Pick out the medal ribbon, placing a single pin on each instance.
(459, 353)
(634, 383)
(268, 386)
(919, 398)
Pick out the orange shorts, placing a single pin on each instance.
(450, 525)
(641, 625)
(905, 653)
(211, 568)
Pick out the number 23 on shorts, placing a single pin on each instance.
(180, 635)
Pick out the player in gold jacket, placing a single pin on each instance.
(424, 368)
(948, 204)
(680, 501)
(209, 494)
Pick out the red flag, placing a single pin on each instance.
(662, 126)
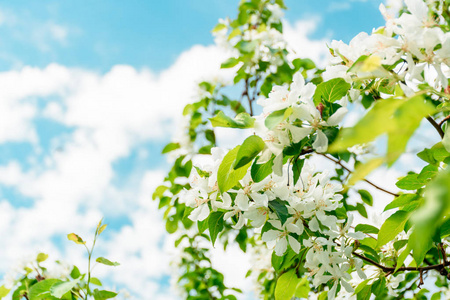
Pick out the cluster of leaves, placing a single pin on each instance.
(194, 261)
(34, 282)
(419, 225)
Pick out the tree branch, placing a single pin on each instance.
(402, 269)
(436, 125)
(444, 120)
(369, 182)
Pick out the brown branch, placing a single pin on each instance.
(436, 125)
(402, 269)
(367, 181)
(444, 120)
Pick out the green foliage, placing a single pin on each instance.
(391, 227)
(331, 90)
(251, 147)
(286, 285)
(227, 176)
(215, 225)
(242, 120)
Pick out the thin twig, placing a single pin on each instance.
(369, 182)
(436, 125)
(444, 120)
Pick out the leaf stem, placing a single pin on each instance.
(367, 181)
(436, 125)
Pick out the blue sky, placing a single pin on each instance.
(150, 34)
(90, 90)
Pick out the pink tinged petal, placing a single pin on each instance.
(295, 245)
(200, 213)
(337, 117)
(299, 133)
(270, 235)
(281, 247)
(242, 201)
(321, 142)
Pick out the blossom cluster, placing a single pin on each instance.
(416, 39)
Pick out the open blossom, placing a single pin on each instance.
(281, 97)
(282, 236)
(413, 37)
(308, 113)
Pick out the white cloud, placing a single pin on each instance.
(111, 115)
(298, 37)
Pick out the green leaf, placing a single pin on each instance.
(427, 155)
(277, 117)
(159, 191)
(297, 167)
(391, 227)
(219, 27)
(366, 228)
(4, 291)
(170, 147)
(59, 289)
(446, 139)
(261, 171)
(286, 285)
(246, 47)
(401, 200)
(361, 286)
(75, 238)
(366, 197)
(75, 272)
(407, 119)
(107, 262)
(96, 281)
(362, 170)
(103, 295)
(41, 257)
(251, 147)
(331, 90)
(41, 290)
(202, 225)
(242, 120)
(410, 182)
(280, 208)
(376, 122)
(430, 216)
(445, 228)
(361, 209)
(227, 177)
(427, 173)
(229, 63)
(303, 288)
(215, 225)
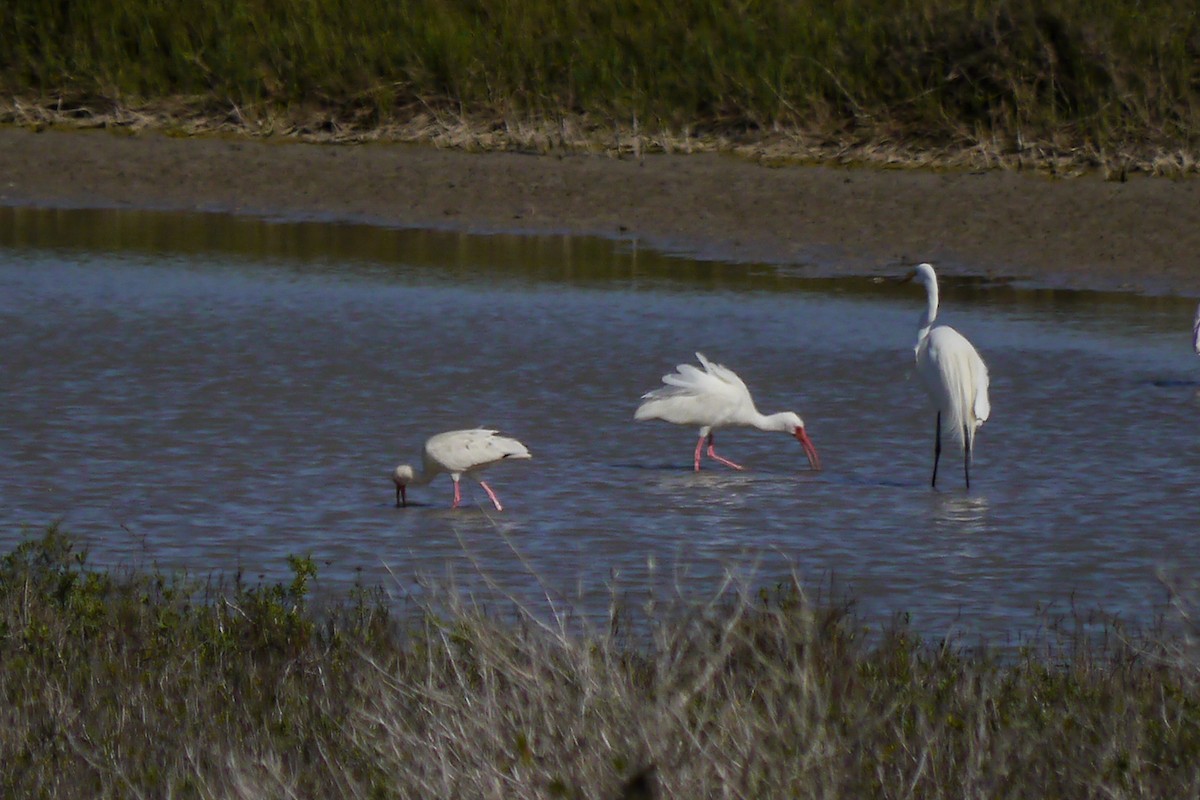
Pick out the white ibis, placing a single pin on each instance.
(714, 397)
(459, 452)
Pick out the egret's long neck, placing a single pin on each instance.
(927, 319)
(421, 476)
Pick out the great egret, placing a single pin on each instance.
(714, 397)
(953, 374)
(459, 452)
(1195, 331)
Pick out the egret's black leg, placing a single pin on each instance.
(937, 449)
(966, 455)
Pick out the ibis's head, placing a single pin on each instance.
(402, 476)
(795, 426)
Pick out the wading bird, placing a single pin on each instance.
(714, 397)
(953, 374)
(1195, 331)
(459, 452)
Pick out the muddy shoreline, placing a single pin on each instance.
(1083, 233)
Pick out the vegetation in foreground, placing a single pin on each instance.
(144, 685)
(1083, 82)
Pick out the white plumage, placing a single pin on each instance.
(459, 452)
(1195, 331)
(953, 374)
(714, 397)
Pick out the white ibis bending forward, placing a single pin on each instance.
(714, 397)
(953, 374)
(459, 452)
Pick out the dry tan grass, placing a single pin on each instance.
(142, 685)
(585, 134)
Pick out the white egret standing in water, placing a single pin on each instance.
(714, 397)
(1195, 331)
(953, 374)
(459, 452)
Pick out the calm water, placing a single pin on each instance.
(216, 394)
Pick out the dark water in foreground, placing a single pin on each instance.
(215, 394)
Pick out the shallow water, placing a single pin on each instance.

-*-

= AIM =
Copy out every line from the one containing "Pick out the white egret" down to the end of the records, moving each point coordinate by adding -75 to it.

= RESPONSE TO THE EXERCISE =
Pick out the white egret standing in water, placing a single pin on each instance.
(639, 322)
(1120, 256)
(878, 299)
(384, 377)
Pick out the calm water, placing a single pin on each instance.
(141, 319)
Pick out the dark water in foreground, placing a single pin on each instance.
(140, 319)
Pick out the shallow water, placing a single pin on each instance.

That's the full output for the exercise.